Look below for the line containing "Each instance receives one keypoint. Mark the distant city"; write out that line and each one after it to the end, exactly, and nothing else.
Top of DATASET RECORDS
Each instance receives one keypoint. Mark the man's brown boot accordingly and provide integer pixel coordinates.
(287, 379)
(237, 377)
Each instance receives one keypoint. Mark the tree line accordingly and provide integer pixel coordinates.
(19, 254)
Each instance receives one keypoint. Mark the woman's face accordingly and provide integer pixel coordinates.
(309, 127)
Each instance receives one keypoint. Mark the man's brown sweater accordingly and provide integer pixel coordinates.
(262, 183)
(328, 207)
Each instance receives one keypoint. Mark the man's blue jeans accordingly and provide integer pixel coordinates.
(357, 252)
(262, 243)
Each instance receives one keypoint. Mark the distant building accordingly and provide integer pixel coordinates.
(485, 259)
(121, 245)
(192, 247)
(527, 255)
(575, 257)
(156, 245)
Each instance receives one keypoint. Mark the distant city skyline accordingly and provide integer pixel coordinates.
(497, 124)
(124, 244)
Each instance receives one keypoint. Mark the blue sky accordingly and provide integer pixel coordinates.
Bottom of DATASET RECORDS
• _RESULT FOR THIS EXERCISE_:
Each instance receives one keypoint. Mark the distant city skyline accordingly and provide integer pixel coordinates.
(497, 124)
(124, 244)
Each instance receives one keypoint. Mark the blue sky accordingly and provide integer pixel coordinates.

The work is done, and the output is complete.